Action item →
Set down the data that follows again, exactly as written.

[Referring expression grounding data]
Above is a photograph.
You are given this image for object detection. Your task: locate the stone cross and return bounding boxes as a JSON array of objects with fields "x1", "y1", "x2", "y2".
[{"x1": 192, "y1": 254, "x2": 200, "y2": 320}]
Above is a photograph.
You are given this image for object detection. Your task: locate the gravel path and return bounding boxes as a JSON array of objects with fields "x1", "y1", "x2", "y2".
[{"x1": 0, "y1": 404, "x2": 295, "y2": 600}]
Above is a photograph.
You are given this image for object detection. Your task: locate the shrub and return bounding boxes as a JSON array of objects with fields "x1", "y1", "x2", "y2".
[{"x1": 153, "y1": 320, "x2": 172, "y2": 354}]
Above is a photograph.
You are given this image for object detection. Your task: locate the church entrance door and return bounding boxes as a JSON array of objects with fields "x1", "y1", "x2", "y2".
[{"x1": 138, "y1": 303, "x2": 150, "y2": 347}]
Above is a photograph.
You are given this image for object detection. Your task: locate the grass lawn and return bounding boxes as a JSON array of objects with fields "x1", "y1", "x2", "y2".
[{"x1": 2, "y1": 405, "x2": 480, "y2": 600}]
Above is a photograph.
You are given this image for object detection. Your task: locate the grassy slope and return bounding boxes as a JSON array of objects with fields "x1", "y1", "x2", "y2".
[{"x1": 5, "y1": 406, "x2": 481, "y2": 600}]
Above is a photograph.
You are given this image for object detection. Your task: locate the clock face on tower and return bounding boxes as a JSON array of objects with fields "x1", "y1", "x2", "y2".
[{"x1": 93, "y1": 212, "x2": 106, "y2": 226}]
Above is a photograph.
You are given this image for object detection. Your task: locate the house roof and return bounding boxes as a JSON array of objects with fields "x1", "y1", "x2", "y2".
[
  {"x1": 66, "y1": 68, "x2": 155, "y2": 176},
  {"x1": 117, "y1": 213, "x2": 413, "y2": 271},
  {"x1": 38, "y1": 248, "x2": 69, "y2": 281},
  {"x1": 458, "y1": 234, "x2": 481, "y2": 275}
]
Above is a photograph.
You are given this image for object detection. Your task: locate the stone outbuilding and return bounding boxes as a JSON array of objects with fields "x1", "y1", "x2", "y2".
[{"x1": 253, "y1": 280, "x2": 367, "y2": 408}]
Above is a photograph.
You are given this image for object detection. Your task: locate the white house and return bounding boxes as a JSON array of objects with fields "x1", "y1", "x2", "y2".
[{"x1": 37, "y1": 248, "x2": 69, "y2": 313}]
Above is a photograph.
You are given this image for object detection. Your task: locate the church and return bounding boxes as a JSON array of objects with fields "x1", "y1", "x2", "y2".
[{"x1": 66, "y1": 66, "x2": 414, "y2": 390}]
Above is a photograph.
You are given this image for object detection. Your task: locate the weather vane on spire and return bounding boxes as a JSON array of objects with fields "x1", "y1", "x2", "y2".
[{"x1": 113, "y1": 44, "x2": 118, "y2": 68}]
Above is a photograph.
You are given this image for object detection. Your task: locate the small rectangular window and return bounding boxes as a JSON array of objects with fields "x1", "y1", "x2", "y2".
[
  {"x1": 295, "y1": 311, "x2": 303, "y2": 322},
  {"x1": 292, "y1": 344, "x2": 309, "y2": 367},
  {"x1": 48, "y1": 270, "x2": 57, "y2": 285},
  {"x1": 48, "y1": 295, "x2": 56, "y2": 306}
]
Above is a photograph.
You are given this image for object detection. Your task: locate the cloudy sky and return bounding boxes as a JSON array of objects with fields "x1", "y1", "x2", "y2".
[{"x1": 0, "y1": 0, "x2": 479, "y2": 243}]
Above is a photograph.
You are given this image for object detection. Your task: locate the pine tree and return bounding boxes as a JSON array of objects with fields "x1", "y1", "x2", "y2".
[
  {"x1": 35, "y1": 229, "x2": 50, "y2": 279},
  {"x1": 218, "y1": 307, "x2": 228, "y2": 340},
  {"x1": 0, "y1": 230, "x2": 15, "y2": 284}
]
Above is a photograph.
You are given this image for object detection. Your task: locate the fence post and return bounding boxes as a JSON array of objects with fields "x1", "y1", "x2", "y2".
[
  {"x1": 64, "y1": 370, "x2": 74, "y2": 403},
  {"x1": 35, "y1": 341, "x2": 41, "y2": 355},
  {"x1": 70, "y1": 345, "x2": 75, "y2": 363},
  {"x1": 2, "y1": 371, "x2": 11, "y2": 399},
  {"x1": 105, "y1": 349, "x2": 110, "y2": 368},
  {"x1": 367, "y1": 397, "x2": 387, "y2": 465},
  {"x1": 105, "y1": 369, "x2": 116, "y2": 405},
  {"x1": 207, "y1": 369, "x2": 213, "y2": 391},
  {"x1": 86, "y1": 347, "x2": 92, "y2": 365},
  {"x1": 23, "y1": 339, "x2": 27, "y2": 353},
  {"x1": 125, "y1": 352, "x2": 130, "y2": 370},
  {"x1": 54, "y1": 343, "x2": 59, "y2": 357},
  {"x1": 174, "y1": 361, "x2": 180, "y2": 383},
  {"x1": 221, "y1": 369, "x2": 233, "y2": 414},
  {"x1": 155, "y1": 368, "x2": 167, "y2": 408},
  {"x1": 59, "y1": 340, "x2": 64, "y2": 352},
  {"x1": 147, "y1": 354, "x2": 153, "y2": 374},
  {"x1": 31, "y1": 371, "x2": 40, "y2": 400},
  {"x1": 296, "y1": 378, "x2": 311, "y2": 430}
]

Task result →
Above is a photograph.
You are given this image for object detection. Your task: locate the stone cross and return bounding boxes as a JSON array of objects with fields "x1", "y1", "x2", "y2".
[{"x1": 192, "y1": 254, "x2": 200, "y2": 320}]
Above is a photograph.
You are given this image for object detection. Your task: locate the gravel path and return bounding boxes as a JSON array of objects with fields "x1", "y1", "x2", "y2".
[{"x1": 0, "y1": 404, "x2": 295, "y2": 600}]
Above is a photograph.
You are given this image for object detection. Your task: locate the shrub and return bounding boxes as a JSON array of objects with fields "x1", "y1", "x2", "y2".
[{"x1": 153, "y1": 320, "x2": 172, "y2": 354}]
Above is a photograph.
You are given this image for object detection. Your task: locate the church entrance door and return bounding boxes as a JSON array of objects with fields "x1", "y1", "x2", "y2".
[{"x1": 138, "y1": 303, "x2": 150, "y2": 347}]
Above is a photograph.
You are given this image for object detection. Your task: locate the grass lawn and return bounding boxes as a JSON array of objects with fields "x1", "y1", "x2", "y2".
[{"x1": 2, "y1": 405, "x2": 480, "y2": 600}]
Above is a photograph.
You are given this image for object detection. Your task: locate the grassy slope and return bounding boxes as a JSON array of objects with fields "x1", "y1", "x2", "y2".
[{"x1": 5, "y1": 406, "x2": 481, "y2": 600}]
Above is a photograph.
You are given this image for object detection. Your task: locate the clock face on tower and return bounding boxes as a JSON array of objects with fields "x1", "y1", "x2", "y2".
[{"x1": 93, "y1": 212, "x2": 106, "y2": 226}]
Above is a photograph.
You are given this image for object detection. Your task: locate the house roof and return bounding boxes as a JSON array of objects with fields "x1", "y1", "x2", "y2".
[
  {"x1": 66, "y1": 68, "x2": 155, "y2": 176},
  {"x1": 117, "y1": 213, "x2": 413, "y2": 271},
  {"x1": 38, "y1": 248, "x2": 69, "y2": 281},
  {"x1": 458, "y1": 234, "x2": 481, "y2": 275}
]
Above is a photograph.
You are given this image for object detection. Your task: locate the stone outbuilding and return bounding boxes as a JSON array of objects with fields "x1", "y1", "x2", "y2".
[{"x1": 253, "y1": 280, "x2": 367, "y2": 408}]
Above is a photograph.
You are given this image for object detection. Your task: locate the white house and return bounding boxes as a JSON array of objects with fields "x1", "y1", "x2", "y2".
[{"x1": 37, "y1": 248, "x2": 69, "y2": 313}]
Above is a photograph.
You are given this image for object detection. Your task: locate the church and return bounding boxes as a JSON array of objects with fields "x1", "y1", "x2", "y2".
[{"x1": 66, "y1": 66, "x2": 414, "y2": 390}]
Above is a photograph.
You are given this image for object detection. Your task: locate the weather vane on spire and return bounding boxes as a JSON array of objects with fields "x1", "y1", "x2", "y2".
[{"x1": 113, "y1": 44, "x2": 118, "y2": 68}]
Above is a photograph.
You are given this image for object detection. Your task: locate the small rectangular window and return bounding boxes as a JSON array of objects with fields "x1", "y1", "x2", "y2".
[
  {"x1": 295, "y1": 311, "x2": 303, "y2": 322},
  {"x1": 292, "y1": 344, "x2": 309, "y2": 367},
  {"x1": 48, "y1": 270, "x2": 57, "y2": 285},
  {"x1": 48, "y1": 295, "x2": 56, "y2": 306}
]
Above is a photograph.
You are given this image for object detection. Your task: locate the cloudy sky and return bounding boxes as a JSON array of objects with fields "x1", "y1", "x2", "y2".
[{"x1": 0, "y1": 0, "x2": 479, "y2": 243}]
Above is a photograph.
You are given this image for object detection. Your task: locate the pine tree and return bounding boxes as a JSON array of objects with fields "x1", "y1", "x2", "y2".
[
  {"x1": 35, "y1": 229, "x2": 50, "y2": 279},
  {"x1": 218, "y1": 307, "x2": 228, "y2": 340},
  {"x1": 0, "y1": 230, "x2": 15, "y2": 284}
]
Above is a photograph.
You are given this image for object detection. Your task: locate the fence post and return bounding boxes as a JSON array of objects with fields "x1", "y1", "x2", "y2".
[
  {"x1": 64, "y1": 370, "x2": 74, "y2": 403},
  {"x1": 35, "y1": 341, "x2": 41, "y2": 355},
  {"x1": 70, "y1": 345, "x2": 75, "y2": 363},
  {"x1": 2, "y1": 371, "x2": 11, "y2": 399},
  {"x1": 105, "y1": 349, "x2": 110, "y2": 368},
  {"x1": 367, "y1": 397, "x2": 387, "y2": 465},
  {"x1": 105, "y1": 369, "x2": 116, "y2": 405},
  {"x1": 207, "y1": 369, "x2": 213, "y2": 391},
  {"x1": 86, "y1": 347, "x2": 92, "y2": 365},
  {"x1": 23, "y1": 339, "x2": 27, "y2": 353},
  {"x1": 125, "y1": 352, "x2": 130, "y2": 370},
  {"x1": 54, "y1": 343, "x2": 59, "y2": 357},
  {"x1": 174, "y1": 361, "x2": 180, "y2": 383},
  {"x1": 221, "y1": 369, "x2": 233, "y2": 414},
  {"x1": 155, "y1": 368, "x2": 167, "y2": 408},
  {"x1": 59, "y1": 340, "x2": 64, "y2": 352},
  {"x1": 147, "y1": 354, "x2": 153, "y2": 374},
  {"x1": 31, "y1": 371, "x2": 40, "y2": 400},
  {"x1": 296, "y1": 378, "x2": 311, "y2": 430}
]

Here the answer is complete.